Object location annotation data:
□ □ □ □ □

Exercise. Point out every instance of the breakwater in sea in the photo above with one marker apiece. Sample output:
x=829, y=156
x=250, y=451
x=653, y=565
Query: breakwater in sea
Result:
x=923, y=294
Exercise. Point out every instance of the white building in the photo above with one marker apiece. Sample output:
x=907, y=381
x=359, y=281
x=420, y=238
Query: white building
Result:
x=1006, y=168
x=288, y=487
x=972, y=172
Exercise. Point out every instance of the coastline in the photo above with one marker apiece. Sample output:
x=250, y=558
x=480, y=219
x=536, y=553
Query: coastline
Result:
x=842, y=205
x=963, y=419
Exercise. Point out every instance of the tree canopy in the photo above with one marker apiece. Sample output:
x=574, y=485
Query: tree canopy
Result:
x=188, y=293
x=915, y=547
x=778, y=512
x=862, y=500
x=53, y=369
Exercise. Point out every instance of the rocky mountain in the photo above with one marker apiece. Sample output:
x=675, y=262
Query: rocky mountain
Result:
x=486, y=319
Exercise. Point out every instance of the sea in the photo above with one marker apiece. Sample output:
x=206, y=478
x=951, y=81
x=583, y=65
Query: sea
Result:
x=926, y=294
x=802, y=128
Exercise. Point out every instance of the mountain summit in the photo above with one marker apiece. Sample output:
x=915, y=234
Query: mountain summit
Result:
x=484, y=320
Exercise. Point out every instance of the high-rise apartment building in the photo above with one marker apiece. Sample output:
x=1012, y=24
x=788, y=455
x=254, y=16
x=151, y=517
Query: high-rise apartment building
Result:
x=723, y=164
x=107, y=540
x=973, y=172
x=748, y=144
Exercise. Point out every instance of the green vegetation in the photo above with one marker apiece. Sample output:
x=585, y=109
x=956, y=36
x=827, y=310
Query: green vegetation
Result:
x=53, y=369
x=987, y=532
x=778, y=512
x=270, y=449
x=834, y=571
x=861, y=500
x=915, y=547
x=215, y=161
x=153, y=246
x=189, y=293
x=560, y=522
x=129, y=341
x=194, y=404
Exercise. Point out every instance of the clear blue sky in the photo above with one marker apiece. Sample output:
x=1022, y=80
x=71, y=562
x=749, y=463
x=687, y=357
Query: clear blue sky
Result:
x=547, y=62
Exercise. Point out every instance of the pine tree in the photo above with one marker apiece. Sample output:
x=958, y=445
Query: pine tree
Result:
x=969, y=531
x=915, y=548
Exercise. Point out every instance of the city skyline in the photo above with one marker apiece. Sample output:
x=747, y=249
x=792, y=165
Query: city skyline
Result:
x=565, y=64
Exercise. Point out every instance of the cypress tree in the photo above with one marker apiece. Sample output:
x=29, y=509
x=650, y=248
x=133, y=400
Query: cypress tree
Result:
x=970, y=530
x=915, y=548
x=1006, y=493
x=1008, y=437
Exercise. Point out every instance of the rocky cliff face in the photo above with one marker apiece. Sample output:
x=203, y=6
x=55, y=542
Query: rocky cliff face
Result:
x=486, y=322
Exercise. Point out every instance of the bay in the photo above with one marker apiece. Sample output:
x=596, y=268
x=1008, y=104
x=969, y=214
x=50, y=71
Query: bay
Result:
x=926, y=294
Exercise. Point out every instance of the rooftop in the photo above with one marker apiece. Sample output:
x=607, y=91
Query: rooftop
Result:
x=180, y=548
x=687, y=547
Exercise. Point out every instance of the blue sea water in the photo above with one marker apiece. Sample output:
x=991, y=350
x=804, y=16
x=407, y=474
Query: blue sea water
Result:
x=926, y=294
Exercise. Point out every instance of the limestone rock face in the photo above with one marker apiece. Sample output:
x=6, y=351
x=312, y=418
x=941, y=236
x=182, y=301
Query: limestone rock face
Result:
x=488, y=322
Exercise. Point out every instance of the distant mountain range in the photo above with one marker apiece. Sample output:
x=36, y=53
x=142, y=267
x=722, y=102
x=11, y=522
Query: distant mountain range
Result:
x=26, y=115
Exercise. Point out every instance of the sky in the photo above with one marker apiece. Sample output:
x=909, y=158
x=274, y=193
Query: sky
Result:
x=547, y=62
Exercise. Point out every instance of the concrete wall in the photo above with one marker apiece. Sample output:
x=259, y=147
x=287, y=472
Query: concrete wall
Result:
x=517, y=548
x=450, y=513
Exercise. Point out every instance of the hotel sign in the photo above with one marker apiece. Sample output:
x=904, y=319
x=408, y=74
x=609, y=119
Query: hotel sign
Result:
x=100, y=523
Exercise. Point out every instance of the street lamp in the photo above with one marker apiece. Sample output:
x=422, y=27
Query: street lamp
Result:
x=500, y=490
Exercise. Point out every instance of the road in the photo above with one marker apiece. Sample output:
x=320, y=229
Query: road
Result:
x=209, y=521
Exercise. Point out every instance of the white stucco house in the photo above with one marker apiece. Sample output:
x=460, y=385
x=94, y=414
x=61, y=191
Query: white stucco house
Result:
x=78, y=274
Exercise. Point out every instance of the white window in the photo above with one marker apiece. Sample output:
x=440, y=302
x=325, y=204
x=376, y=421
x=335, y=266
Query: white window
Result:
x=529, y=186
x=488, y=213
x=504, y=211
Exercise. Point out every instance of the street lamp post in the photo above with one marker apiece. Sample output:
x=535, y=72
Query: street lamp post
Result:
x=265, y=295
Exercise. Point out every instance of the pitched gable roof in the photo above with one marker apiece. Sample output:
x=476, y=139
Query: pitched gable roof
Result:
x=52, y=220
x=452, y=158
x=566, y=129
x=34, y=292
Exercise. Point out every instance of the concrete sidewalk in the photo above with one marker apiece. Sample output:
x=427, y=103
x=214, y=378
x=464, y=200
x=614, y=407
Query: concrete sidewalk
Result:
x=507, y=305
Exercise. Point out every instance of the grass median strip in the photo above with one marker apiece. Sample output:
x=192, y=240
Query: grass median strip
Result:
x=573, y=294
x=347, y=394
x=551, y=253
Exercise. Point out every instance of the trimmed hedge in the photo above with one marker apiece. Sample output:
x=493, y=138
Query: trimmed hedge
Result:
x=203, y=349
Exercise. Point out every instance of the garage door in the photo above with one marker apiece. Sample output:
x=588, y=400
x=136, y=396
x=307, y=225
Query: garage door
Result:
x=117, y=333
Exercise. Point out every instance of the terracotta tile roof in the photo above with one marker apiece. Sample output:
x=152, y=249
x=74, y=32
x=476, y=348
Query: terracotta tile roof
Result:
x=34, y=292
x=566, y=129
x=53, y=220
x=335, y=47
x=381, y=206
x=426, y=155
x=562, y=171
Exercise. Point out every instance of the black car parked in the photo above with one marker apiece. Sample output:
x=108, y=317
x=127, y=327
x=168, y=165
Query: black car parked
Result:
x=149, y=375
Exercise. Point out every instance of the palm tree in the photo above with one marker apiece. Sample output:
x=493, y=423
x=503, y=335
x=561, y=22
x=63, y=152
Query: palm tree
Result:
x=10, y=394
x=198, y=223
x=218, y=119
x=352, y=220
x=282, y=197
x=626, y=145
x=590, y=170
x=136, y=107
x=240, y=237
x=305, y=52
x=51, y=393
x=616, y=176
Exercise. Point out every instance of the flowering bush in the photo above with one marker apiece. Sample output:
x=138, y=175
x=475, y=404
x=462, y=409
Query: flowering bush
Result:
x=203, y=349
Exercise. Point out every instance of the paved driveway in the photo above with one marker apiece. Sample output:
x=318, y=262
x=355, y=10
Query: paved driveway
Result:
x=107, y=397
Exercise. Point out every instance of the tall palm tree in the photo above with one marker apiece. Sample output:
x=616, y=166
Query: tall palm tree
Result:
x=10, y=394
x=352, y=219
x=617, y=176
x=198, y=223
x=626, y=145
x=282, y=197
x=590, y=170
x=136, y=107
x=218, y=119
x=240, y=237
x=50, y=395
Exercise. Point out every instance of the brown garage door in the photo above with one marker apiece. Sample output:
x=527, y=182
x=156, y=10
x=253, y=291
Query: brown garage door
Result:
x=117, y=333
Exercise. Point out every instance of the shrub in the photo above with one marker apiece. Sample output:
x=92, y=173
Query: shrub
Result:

□ □ □ □ □

Copy the stretch of the listing from the line containing "Exercise. Point out every instance of the pitched" through the line containing "x=562, y=171", reproducing each line without any change.

> **Exercise answer**
Exercise. Point out every instance of the pitched gable roof in the photo above with one marker apiece. Sample output:
x=476, y=139
Query: pitched gable roof
Result:
x=52, y=220
x=452, y=158
x=566, y=129
x=34, y=292
Exercise. Point out every instance of the concrete sidewalk in the photo above with one marker apiece. Sample output:
x=427, y=103
x=214, y=378
x=464, y=200
x=614, y=407
Query: concrete sidewalk
Result:
x=507, y=305
Exercise. Point out every instance of the grass median strip in the photo above with one marker apiece. Sample output:
x=192, y=240
Query: grass median strip
Result:
x=573, y=294
x=347, y=394
x=551, y=253
Exercise. Point out every instance of the trimmed hedge in the photo above with one marker apiece. Sample output:
x=493, y=138
Query: trimmed hedge
Result:
x=203, y=349
Exercise. Point out every instance of the garage door in the photo above with one marker apiece. Sample output:
x=588, y=400
x=136, y=396
x=307, y=225
Query: garage door
Result:
x=117, y=333
Exercise. Point out every instance of the terracotta tile roof in the photo above with one marker apiece. Sample output:
x=152, y=249
x=74, y=32
x=476, y=348
Query: terracotta tile roof
Result:
x=34, y=292
x=566, y=129
x=53, y=220
x=335, y=47
x=381, y=206
x=426, y=155
x=562, y=171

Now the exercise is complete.